WRITTEN REQUEST:
In the lines below, switch "structure chart" to "layout chart" wherever it appears, and leave everything else unchanged.

GIVEN ENTRIES:
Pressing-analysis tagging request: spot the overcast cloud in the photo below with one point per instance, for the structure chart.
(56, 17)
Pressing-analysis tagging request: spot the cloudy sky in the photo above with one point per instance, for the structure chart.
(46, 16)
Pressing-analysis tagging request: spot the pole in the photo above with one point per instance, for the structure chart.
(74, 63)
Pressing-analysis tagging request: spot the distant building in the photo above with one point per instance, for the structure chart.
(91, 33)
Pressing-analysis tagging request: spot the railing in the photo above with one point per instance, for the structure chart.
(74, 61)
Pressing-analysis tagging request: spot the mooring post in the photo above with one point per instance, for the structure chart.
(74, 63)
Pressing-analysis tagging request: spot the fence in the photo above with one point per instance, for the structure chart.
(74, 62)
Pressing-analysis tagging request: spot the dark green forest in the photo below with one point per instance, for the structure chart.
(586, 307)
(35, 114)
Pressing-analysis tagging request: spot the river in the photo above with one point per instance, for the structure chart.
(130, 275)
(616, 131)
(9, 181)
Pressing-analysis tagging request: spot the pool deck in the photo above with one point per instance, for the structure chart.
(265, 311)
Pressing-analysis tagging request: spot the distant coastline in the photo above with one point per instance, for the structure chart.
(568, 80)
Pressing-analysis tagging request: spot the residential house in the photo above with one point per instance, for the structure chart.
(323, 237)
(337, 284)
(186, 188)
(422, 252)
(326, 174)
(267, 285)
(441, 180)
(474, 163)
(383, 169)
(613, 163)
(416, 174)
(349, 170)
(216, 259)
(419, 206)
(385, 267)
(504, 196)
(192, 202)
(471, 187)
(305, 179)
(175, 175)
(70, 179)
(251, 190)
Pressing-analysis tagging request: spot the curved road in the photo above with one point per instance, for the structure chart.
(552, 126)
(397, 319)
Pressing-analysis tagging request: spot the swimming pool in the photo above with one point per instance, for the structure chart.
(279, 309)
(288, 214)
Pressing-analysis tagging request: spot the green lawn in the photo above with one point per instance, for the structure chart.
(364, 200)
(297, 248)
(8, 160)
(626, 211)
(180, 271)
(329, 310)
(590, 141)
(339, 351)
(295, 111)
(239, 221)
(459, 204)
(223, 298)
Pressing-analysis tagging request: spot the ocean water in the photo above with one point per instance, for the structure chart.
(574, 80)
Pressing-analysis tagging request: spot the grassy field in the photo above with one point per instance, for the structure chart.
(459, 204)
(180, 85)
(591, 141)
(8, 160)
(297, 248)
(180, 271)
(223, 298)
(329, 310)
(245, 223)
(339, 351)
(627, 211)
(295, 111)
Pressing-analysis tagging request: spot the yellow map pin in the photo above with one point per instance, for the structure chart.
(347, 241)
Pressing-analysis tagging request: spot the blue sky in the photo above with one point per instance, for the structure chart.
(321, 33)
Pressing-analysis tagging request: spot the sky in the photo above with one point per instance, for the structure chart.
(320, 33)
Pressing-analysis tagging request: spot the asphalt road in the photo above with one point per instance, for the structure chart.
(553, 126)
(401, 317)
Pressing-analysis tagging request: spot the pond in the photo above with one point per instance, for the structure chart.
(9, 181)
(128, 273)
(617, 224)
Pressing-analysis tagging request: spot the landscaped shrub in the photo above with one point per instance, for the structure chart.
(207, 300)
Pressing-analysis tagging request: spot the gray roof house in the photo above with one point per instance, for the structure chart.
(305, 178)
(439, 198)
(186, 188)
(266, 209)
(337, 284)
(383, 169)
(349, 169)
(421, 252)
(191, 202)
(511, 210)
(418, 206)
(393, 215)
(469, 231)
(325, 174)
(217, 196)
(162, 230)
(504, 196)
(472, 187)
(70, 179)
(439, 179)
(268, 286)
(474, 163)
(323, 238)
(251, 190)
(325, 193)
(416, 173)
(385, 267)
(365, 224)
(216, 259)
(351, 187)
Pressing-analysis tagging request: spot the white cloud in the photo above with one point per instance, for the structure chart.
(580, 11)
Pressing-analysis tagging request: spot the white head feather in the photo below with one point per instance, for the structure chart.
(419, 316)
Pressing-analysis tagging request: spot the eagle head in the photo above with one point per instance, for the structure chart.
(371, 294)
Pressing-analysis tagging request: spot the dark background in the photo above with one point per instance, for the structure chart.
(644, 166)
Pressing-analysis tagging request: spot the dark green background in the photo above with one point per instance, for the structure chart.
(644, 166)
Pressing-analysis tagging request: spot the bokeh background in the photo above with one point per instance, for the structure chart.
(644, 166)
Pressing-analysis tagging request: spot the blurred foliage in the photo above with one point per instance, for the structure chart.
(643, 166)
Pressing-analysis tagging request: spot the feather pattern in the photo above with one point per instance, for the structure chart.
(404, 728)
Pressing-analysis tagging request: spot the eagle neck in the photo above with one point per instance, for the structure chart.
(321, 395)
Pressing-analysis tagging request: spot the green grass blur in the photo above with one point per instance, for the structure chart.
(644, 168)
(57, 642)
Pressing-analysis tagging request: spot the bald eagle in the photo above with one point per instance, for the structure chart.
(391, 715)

RIGHT ANSWER:
Pressing-analysis tagging request: spot the overcast cloud in the photo below with one point per instance, for the layout chart.
(56, 17)
Pressing-analysis tagging request: spot the cloudy sky in the photo above with one point per instance, for the layout chart.
(46, 16)
Pressing-analysis tagging request: spot the pole in the photo above with one point per instance, for the layout chart.
(74, 63)
Pressing-analysis tagging request: spot the distant building in the photo above with one point per instance, for the layout chart.
(91, 33)
Pressing-analysis tagging request: spot the railing in the photo above with one point per instance, for the layout chart.
(74, 61)
Pressing-analysis tagging request: spot the mooring post in the photo above with one point per instance, for the layout chart.
(74, 63)
Pressing-analysis tagging request: spot the fence in the photo above with one point per instance, for the layout chart.
(74, 62)
Pressing-analysis tagging request: spot the dark green forest in the photo below with one point per instance, for the layout chart.
(586, 307)
(35, 114)
Pressing-analysis tagging request: spot the river in the photo above with one point per instance, for the layout chart.
(130, 275)
(616, 131)
(9, 181)
Pressing-analysis tagging request: spot the pool deck in the photo above with one point per instance, for the layout chart.
(265, 311)
Pressing-analysis tagging request: spot the distant coastline in the photo above with one point per instance, for the layout chart.
(568, 80)
Pressing-analysis tagging request: spot the residential house in the photo above with one point per instance, for the layout chart.
(323, 237)
(337, 284)
(186, 188)
(422, 252)
(326, 174)
(267, 285)
(441, 180)
(474, 163)
(383, 169)
(613, 163)
(416, 174)
(349, 170)
(216, 259)
(419, 206)
(385, 267)
(504, 196)
(192, 202)
(471, 187)
(305, 179)
(175, 175)
(70, 179)
(251, 190)
Pressing-analysis tagging request: spot the curved road in the photo above with one point per instance, for the layout chart.
(552, 126)
(397, 319)
Pressing-analysis tagging request: spot the swimming pool in the photo above with one point per instance, for the layout chart.
(279, 309)
(288, 214)
Pressing-analysis tagging request: spot the green lawn in the photo above with one point per instance, for the layout chart.
(364, 200)
(297, 248)
(8, 160)
(626, 211)
(180, 271)
(329, 310)
(590, 141)
(339, 351)
(295, 111)
(239, 221)
(459, 204)
(223, 298)
Pressing-analysis tagging request: spot the ocean water in the photo above with one point per instance, for the layout chart.
(574, 80)
Pressing-analysis tagging request: spot the grassy field in the photo above with one point per instance, for the layout chart.
(459, 204)
(180, 85)
(591, 141)
(8, 160)
(297, 248)
(180, 271)
(223, 298)
(329, 310)
(245, 223)
(339, 351)
(627, 211)
(295, 111)
Pressing-analysis tagging request: spot the yellow map pin in the photo above with one point per instance, for the layout chart.
(347, 241)
Pressing-analysis tagging request: spot the blue sky in the photo above with one point per instance, for the layout chart.
(321, 33)
Pressing-analysis tagging request: spot the sky in the photo above with one point per instance, for the layout chart.
(320, 33)
Pressing-analysis tagging request: spot the asphalt road in the photo above with one point per instance, for the layout chart.
(553, 126)
(401, 317)
Pressing-analysis tagging request: spot the pond in the photo above with one point per instance, for the layout chart.
(9, 181)
(128, 273)
(617, 224)
Pressing-analysis tagging request: spot the landscaped shrub in the photo above with one point per instance, for the layout chart.
(207, 300)
Pressing-analysis tagging request: spot the gray roof house in the photo above with one point per instance, for the layout chart.
(305, 178)
(439, 198)
(186, 188)
(266, 209)
(337, 284)
(383, 169)
(349, 169)
(421, 252)
(191, 202)
(511, 210)
(418, 206)
(393, 215)
(469, 231)
(325, 174)
(217, 196)
(162, 230)
(504, 196)
(472, 187)
(70, 179)
(439, 179)
(268, 286)
(474, 163)
(323, 238)
(251, 190)
(325, 193)
(416, 173)
(385, 267)
(365, 224)
(216, 259)
(351, 187)
Pressing-analysis tagging request: spot the white cloud in the photo above with one point per instance, for the layout chart.
(580, 11)
Pressing-analysis tagging request: spot the white head feather in the photo below with one point per instance, for the layout chart.
(419, 316)
Pressing-analysis tagging request: spot the eagle head in the photo above with one point per instance, for the layout chart.
(371, 294)
Pressing-analysis tagging request: spot the dark background in the photo above with one point per instance, for the layout chart.
(644, 166)
Pressing-analysis tagging request: spot the dark green background in the photo above with one point per instance, for the layout chart.
(644, 166)
Pressing-analysis tagging request: spot the bokeh background in the photo above with one point per instance, for the layout chart.
(644, 166)
Pressing-analysis tagging request: spot the blurred foliage in the photo above with one point per instance, for the layout chart.
(643, 166)
Pressing-analysis tagging request: spot the feather pattern in the photo above with one point per instance, for the layout chart.
(404, 728)
Pressing-analysis tagging request: spot the eagle neck in the photo above with one point per instance, for the layout chart.
(321, 395)
Pressing-analysis tagging request: spot the green grass blur in the photo above with one point per instance, for the layout chart.
(644, 168)
(57, 642)
Pressing-analysis tagging request: spot the bald eagle in the photo above with one point per instance, for the layout chart.
(391, 715)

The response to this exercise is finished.